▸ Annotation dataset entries
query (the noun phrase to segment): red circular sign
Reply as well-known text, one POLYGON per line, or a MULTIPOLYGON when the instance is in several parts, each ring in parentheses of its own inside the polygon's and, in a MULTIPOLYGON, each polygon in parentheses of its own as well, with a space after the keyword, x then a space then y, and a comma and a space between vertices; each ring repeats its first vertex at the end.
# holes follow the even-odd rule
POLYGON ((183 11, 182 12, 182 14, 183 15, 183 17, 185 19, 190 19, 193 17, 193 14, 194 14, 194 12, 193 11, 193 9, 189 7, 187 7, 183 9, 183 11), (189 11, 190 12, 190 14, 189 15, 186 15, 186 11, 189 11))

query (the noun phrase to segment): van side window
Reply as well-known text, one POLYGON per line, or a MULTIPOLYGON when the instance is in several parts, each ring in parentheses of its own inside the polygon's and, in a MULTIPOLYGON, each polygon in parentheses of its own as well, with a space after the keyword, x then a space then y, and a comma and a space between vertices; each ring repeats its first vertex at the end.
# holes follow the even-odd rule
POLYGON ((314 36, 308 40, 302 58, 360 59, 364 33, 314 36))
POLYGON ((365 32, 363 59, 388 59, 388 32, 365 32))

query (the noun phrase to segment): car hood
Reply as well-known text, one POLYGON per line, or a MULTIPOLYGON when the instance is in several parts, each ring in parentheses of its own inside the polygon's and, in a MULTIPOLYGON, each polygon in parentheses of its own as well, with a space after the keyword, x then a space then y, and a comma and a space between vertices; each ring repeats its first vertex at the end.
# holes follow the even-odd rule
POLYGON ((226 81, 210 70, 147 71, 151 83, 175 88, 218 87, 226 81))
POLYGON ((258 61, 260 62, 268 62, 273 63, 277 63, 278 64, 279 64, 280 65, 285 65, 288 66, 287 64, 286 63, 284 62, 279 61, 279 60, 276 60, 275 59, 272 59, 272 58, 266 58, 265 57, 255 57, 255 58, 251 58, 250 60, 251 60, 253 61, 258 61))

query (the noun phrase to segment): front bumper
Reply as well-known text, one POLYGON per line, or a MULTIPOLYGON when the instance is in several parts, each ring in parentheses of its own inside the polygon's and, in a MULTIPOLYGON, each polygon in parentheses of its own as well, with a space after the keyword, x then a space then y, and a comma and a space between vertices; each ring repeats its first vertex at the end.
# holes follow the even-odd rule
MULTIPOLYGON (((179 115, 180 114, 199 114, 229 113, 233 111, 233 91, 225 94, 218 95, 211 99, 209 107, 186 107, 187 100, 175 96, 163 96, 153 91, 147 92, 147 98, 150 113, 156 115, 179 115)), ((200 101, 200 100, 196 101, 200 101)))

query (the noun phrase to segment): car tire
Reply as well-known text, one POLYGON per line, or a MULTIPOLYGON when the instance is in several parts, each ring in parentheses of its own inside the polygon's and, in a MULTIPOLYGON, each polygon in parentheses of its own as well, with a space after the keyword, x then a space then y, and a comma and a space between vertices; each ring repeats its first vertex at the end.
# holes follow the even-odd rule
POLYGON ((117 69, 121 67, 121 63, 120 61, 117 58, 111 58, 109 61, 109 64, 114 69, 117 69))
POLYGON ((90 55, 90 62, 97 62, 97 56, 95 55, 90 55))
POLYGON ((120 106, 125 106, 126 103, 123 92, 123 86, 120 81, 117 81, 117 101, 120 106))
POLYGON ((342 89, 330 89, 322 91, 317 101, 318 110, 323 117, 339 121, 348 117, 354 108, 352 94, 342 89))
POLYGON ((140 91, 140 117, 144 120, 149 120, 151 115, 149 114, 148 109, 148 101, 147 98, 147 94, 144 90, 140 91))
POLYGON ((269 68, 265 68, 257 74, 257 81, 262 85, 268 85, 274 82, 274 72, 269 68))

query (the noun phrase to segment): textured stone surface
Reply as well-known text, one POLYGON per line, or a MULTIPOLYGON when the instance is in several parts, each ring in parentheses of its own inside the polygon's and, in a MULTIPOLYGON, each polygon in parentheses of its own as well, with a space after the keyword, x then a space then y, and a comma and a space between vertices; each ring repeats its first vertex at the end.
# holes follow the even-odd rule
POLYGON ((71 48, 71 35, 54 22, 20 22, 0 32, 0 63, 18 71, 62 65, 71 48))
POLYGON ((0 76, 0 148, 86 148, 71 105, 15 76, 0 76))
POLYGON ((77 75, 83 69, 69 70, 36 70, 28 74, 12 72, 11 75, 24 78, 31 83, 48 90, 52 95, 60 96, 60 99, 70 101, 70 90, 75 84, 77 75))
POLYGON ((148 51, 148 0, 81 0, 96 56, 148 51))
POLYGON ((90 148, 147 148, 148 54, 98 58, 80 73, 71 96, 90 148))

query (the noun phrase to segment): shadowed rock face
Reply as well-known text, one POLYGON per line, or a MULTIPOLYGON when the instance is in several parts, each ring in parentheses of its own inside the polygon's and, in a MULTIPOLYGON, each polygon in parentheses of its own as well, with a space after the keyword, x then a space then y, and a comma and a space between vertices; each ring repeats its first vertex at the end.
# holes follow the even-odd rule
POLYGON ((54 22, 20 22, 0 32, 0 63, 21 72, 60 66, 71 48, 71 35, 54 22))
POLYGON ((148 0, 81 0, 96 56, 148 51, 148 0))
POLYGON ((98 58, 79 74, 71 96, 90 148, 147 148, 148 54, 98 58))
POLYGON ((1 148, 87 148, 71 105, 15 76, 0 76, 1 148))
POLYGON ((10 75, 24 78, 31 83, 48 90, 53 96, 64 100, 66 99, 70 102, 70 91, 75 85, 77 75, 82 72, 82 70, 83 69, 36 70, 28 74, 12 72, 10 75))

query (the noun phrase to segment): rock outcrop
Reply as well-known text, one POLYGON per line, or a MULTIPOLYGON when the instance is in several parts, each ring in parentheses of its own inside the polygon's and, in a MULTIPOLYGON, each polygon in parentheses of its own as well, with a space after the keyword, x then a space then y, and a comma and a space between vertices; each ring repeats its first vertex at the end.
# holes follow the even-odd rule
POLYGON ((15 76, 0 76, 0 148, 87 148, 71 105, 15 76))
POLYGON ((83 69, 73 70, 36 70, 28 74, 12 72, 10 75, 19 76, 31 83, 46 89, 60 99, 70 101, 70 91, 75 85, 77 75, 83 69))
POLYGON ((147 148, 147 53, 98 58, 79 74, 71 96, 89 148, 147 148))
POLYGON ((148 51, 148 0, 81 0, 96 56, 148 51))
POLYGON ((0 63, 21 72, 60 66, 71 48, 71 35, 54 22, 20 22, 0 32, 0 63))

▸ AIM OF THE TASK
Rewrite the listing above, replacing "well-known text" with "WKT" wherever it occurs and keeping everything else the same.

▸ ANSWER TO THIS EXERCISE
query (the noun phrase to segment): red circular sign
Reply as WKT, one POLYGON per line, or a MULTIPOLYGON when the instance is in several parts, each ring in parentheses of its own inside the polygon's and, in a MULTIPOLYGON, each polygon in parentheses of its own as well, with a space after the keyword, x then a space then y, and a comma and a space between vertices; each ring repeats its first vertex at the end.
# holes follow the even-odd rule
POLYGON ((183 11, 182 12, 182 14, 183 15, 183 17, 185 19, 190 19, 193 17, 193 14, 194 14, 194 12, 193 11, 193 9, 189 7, 187 7, 183 9, 183 11), (189 11, 190 12, 190 14, 189 15, 186 15, 186 11, 189 11))

query (the noun phrase to segment): van side window
Reply as WKT, one POLYGON per line, or a MULTIPOLYGON when the instance is in several parts, each ring in parentheses of its own inside the polygon's and, in a MULTIPOLYGON, each polygon in parentheses of its own as well, with a space after the keyword, x then a space then y, and a comma and a space between vertices; each ring repeats its first vertex at the end.
# holes follow the even-odd rule
POLYGON ((314 36, 308 40, 302 58, 360 59, 364 33, 314 36))
POLYGON ((365 32, 363 59, 388 59, 388 32, 365 32))

query (the noun phrase to segment): car hood
Reply as WKT, one POLYGON per line, or a MULTIPOLYGON when the instance is in several parts, each ring in parentheses of its own inside the polygon's and, in a MULTIPOLYGON, each polygon in parentheses of its own as well, with a space after the keyword, x then a space then y, and a comma and a space between vertices; each ring repeats its first vertex at the end.
# holes follow the even-odd rule
POLYGON ((226 81, 210 70, 147 71, 151 83, 175 88, 218 87, 226 81))
POLYGON ((258 61, 260 62, 268 62, 273 63, 277 63, 278 64, 279 64, 280 65, 285 65, 288 66, 287 64, 286 63, 284 62, 279 61, 279 60, 276 60, 275 59, 272 59, 272 58, 266 58, 265 57, 255 57, 255 58, 251 58, 250 60, 251 60, 253 61, 258 61))

query (the noun phrase to segment): front bumper
Reply as WKT, one POLYGON per line, or a MULTIPOLYGON when the instance is in several parts, each ring in parentheses of its own inside the polygon's and, in a MULTIPOLYGON, each polygon in parentheses of its own as well, with a space after the keyword, x then a space then y, and a comma and a space between vertices; each ring repeats its first vertex at the end.
# holes follow the even-odd rule
MULTIPOLYGON (((179 115, 180 114, 199 114, 229 113, 233 111, 233 91, 225 94, 218 95, 211 99, 209 107, 186 107, 187 100, 175 96, 163 96, 153 91, 147 92, 147 98, 150 113, 156 115, 179 115)), ((200 101, 200 100, 196 101, 200 101)))

query (the noun phrase to segment): car tire
Reply as WKT, one POLYGON per line, or a MULTIPOLYGON when the instance is in several parts, each ring in parentheses of its own inside the polygon's and, in a MULTIPOLYGON, each polygon in parentheses of its own as well, with a space after the keyword, x then a space then y, and a comma and a space between vertices; each ring repeats its first vertex at the end.
# holes follow the even-odd rule
POLYGON ((117 69, 121 67, 121 63, 120 61, 117 58, 111 58, 109 61, 109 64, 114 69, 117 69))
POLYGON ((90 55, 90 62, 97 62, 97 56, 95 55, 90 55))
POLYGON ((120 106, 125 106, 126 103, 123 92, 123 86, 120 81, 117 81, 117 101, 120 106))
POLYGON ((342 89, 330 89, 322 91, 317 101, 318 110, 323 117, 339 121, 348 117, 354 108, 352 94, 342 89))
POLYGON ((140 91, 140 117, 144 120, 149 120, 151 115, 149 114, 148 109, 148 101, 147 98, 147 94, 144 90, 140 91))
POLYGON ((269 68, 265 68, 257 74, 257 81, 262 85, 268 85, 274 82, 274 72, 269 68))

query (the noun phrase to segment): textured stone surface
Reply as WKT, one POLYGON per line, or a MULTIPOLYGON when the instance is in several parts, each ring in parentheses of its own inside the polygon's and, in a MULTIPOLYGON, each polygon in parentheses of its own as well, with a space after the keyword, x then a space then y, and a comma and a space between vertices; each ring repeats its first vertex at the end.
# holes follow the even-odd rule
POLYGON ((71 48, 71 35, 54 22, 20 22, 0 32, 0 63, 18 71, 62 65, 71 48))
POLYGON ((0 76, 0 148, 86 148, 71 105, 15 76, 0 76))
POLYGON ((77 75, 83 69, 69 70, 36 70, 28 74, 12 72, 11 75, 24 78, 31 83, 48 90, 52 95, 60 96, 60 99, 70 101, 70 90, 75 84, 77 75))
POLYGON ((148 51, 148 0, 81 0, 96 56, 148 51))
POLYGON ((90 148, 147 148, 148 54, 98 58, 80 73, 71 96, 90 148))

query (the noun phrase to segment): shadowed rock face
Reply as WKT, one POLYGON per line, or a MULTIPOLYGON when the instance is in several parts, each ring in parentheses of its own inside the polygon's and, in a MULTIPOLYGON, each polygon in parentheses of its own as well, with a space after the keyword, x then a space then y, and a comma and a space between vertices; each ring repeats its first vertex at the end.
# holes follow the even-odd rule
POLYGON ((54 22, 20 22, 0 32, 0 63, 21 72, 60 66, 71 48, 71 35, 54 22))
POLYGON ((148 0, 81 0, 96 56, 148 51, 148 0))
POLYGON ((98 58, 79 74, 71 96, 90 148, 147 148, 148 54, 98 58))
POLYGON ((1 148, 87 148, 71 105, 15 76, 0 76, 1 148))
POLYGON ((10 75, 24 78, 31 83, 48 90, 53 96, 64 100, 66 99, 70 102, 70 91, 75 85, 77 75, 82 72, 82 70, 83 69, 36 70, 28 74, 12 72, 10 75))

query (the noun phrase to segment): rock outcrop
Reply as WKT, one POLYGON per line, or a MULTIPOLYGON when the instance is in several parts, each ring in parentheses of its own inside the polygon's and, in a MULTIPOLYGON, each polygon in parentheses of its own as well, with a space after the keyword, x then a space then y, and a comma and a space between vertices; each ring repeats its first vertex at the end.
# holes follow the even-odd rule
POLYGON ((15 76, 0 76, 0 148, 87 148, 71 105, 15 76))
POLYGON ((83 69, 73 70, 36 70, 28 74, 12 72, 10 75, 19 76, 31 83, 46 89, 60 99, 70 101, 70 91, 75 85, 77 75, 83 69))
POLYGON ((147 148, 147 53, 98 58, 79 74, 71 96, 89 148, 147 148))
POLYGON ((148 51, 148 0, 81 0, 96 56, 148 51))
POLYGON ((0 63, 21 72, 60 66, 71 48, 71 35, 54 22, 20 22, 0 32, 0 63))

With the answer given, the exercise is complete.